→ 任务说明
根据下面关于翻转二叉树的节选，回答：
(a) 题目来源是哪里？
(b) 文中日期是哪一天？
(c) 迭代解法中，节点放入什么结构？

→ 文本节选
===============

翻转二叉树（简单）

2020年6月1日

题目来源：力扣

解题

递归

深度遍历节点，交换两个子节点的内容

/**
 * Definition for a binary tree node.
 * public class TreeNode {
 *     int val;
 *     TreeNode left;
 *     TreeNode right;
 *     TreeNode(int x) { val = x; }
 * }
 */
class Solution {
    public TreeNode invertTree(TreeNode root) {
        if(root==null) return root;
        TreeNode r=invertTree(root.right);
        TreeNode l=invertTree(root.left);
        root.left=r;
        root.right=l;
        return root;
    }
}

迭代
二叉树的迭代经常使用队列，节点入队列，把节点的两个子节点交换后，再把两个子节点入队列

/**
 * Definition for a binary tree node.
 * public class TreeNode {
 *     int val;
 *     TreeNode left;
 *     TreeNode right;
 *     TreeNode(int x) { val = x; }
 * }
 */
class Solution {
    public TreeNode invertTree(TreeNode root) {
        if(root==null) return root;
        Queue<TreeNode> q=new LinkedList<>();
        q.add(root);
        while(!q.isEmpty()){
            TreeNode cur=q.poll();
            TreeNode tmp=cur.left;
            cur.left=cur.right;
            cur.right=tmp;
            if(cur.left!=null) q.add(cur.left);
            if(cur.right!=null) q.add(cur.right);
        }
        return root;
    }
}

===============

→ 原始数据
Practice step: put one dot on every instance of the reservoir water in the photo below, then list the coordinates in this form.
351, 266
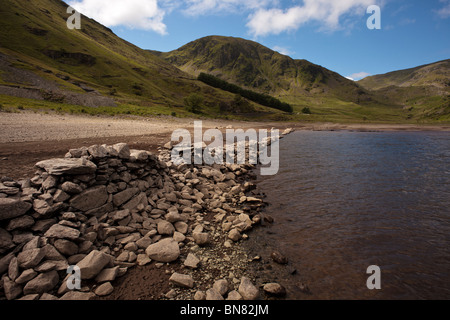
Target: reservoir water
343, 201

===============

→ 本题答案
(a) 力扣
(b) 2020年6月1日
(c) 队列